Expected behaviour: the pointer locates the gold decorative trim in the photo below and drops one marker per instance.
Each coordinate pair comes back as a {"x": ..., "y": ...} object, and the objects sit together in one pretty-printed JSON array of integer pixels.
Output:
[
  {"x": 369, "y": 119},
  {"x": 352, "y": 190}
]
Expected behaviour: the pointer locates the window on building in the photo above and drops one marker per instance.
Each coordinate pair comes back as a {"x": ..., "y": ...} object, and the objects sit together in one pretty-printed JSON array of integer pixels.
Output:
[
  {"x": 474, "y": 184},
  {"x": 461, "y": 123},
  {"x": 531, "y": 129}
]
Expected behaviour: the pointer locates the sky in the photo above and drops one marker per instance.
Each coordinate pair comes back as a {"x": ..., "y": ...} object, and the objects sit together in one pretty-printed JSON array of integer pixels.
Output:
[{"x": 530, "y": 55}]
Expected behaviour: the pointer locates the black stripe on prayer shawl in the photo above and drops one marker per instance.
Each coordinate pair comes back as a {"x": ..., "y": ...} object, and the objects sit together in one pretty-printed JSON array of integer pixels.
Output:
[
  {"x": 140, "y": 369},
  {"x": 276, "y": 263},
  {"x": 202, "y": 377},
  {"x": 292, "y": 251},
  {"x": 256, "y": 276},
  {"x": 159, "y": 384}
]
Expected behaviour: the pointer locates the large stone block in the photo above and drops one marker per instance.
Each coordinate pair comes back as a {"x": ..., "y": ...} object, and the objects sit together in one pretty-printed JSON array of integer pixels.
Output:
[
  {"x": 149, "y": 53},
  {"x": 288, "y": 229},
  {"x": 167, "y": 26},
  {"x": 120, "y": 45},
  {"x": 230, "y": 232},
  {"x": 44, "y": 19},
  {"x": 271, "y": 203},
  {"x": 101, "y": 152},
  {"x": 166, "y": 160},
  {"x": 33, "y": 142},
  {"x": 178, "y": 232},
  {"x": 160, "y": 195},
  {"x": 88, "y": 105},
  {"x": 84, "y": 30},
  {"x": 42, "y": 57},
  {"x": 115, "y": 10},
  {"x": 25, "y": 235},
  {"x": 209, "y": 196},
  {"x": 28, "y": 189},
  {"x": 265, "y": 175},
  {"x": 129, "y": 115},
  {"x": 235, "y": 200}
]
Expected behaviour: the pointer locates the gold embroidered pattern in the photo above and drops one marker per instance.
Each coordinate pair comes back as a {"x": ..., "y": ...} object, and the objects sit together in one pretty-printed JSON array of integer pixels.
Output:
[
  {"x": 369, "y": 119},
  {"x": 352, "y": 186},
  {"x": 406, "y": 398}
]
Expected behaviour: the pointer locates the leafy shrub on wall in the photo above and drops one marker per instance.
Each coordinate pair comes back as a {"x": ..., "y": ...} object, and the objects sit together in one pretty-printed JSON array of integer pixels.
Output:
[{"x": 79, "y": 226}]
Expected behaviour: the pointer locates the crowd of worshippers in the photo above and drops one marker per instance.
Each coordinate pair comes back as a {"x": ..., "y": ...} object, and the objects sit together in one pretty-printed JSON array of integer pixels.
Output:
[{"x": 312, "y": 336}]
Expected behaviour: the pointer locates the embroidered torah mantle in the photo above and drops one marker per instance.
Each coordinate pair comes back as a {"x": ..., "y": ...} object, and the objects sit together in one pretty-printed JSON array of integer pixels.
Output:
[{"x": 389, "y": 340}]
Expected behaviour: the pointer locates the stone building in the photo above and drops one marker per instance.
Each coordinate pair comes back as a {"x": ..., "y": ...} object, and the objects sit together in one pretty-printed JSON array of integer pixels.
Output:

## [Task description]
Return the whole listing exactly, with every line included.

## [Problem solution]
Expected behaviour: the pointer locates the gold decorative trim in the photo below and drops one marker per instance.
Each coordinate pair comes back as a {"x": ..., "y": ...} object, and the objects sit together in one pretty-printed JSON array of integer pixels.
Output:
[
  {"x": 369, "y": 119},
  {"x": 352, "y": 190}
]
Expected behaviour: the pointer locates the window on building in the photo above and drops one marker per instance.
Each coordinate pair comes back as a {"x": ..., "y": ...} object, and the objects sit together in one pretty-printed JSON array of integer pixels.
Output:
[
  {"x": 474, "y": 184},
  {"x": 461, "y": 123},
  {"x": 531, "y": 129}
]
Expected behaviour: the pointer locates the sky in the photo above and drops one marker per instance.
Each coordinate pair comes back as a {"x": ..., "y": ...} object, and the objects sit together in one pretty-printed JSON array of integer pixels.
Output:
[{"x": 530, "y": 55}]
Expected behaviour: the pointer locates the black stripe on prayer shawl in the photo above and drops one marker per instance.
Each coordinate pair comes back as a {"x": ..., "y": ...} object, and the objects sit together in one pretty-printed JSON array of integer pixels.
Output:
[
  {"x": 140, "y": 369},
  {"x": 276, "y": 263},
  {"x": 202, "y": 377},
  {"x": 292, "y": 251},
  {"x": 256, "y": 276},
  {"x": 159, "y": 384}
]
Expected behaviour: the pointer locates the large stone block in the photo above and drops one marker per instance.
Each coordinate pair comes back as a {"x": ..., "y": ...} object, and the objects sit together in one pretty-printed JSON array of integer pixels.
Output:
[
  {"x": 149, "y": 53},
  {"x": 288, "y": 229},
  {"x": 167, "y": 26},
  {"x": 120, "y": 45},
  {"x": 230, "y": 232},
  {"x": 44, "y": 19},
  {"x": 271, "y": 203},
  {"x": 101, "y": 152},
  {"x": 166, "y": 160},
  {"x": 33, "y": 142},
  {"x": 178, "y": 232},
  {"x": 160, "y": 195},
  {"x": 88, "y": 105},
  {"x": 84, "y": 30},
  {"x": 42, "y": 57},
  {"x": 115, "y": 10},
  {"x": 25, "y": 235},
  {"x": 209, "y": 196},
  {"x": 28, "y": 189},
  {"x": 265, "y": 175},
  {"x": 129, "y": 115},
  {"x": 235, "y": 200}
]
Expected behaviour: the pointer locates the gold embroidered pattern in the photo above and drops one marker per instance.
Each coordinate pair comes back as a {"x": ..., "y": ...} object, and the objects sit together in one pretty-printed JSON array of integer pixels.
Output:
[
  {"x": 369, "y": 119},
  {"x": 352, "y": 186},
  {"x": 406, "y": 398}
]
Expected behaviour: the pointer locates the leafy shrub on wall in the photo above and drops one marker per instance.
Each coordinate pair comes back as a {"x": ..., "y": ...} object, and the objects sit together in one pretty-printed JSON array of integer pixels.
Output:
[{"x": 79, "y": 226}]
Expected behaviour: the pointer locates the crowd of worshippers in the photo above and drops one marker per instance.
Each coordinate pair comes back as a {"x": ..., "y": ...} object, and the objects sit together in one pretty-printed JSON array of integer pixels.
Output:
[{"x": 312, "y": 336}]
Expected behaviour: the pointer locates the embroidered torah mantle in the photo above and drops one marker per instance.
Each coordinate pair comes back as a {"x": ..., "y": ...} object, and the objects sit together in one pretty-printed JSON array of integer pixels.
Output:
[{"x": 389, "y": 340}]
Expected behaviour: the pointer locates the stone building in the photo above and drops one marker per instance.
Each coordinate pair comes back as a {"x": ..., "y": ...} object, and the objects sit together in one pretty-printed JSON array of integer pixels.
Output:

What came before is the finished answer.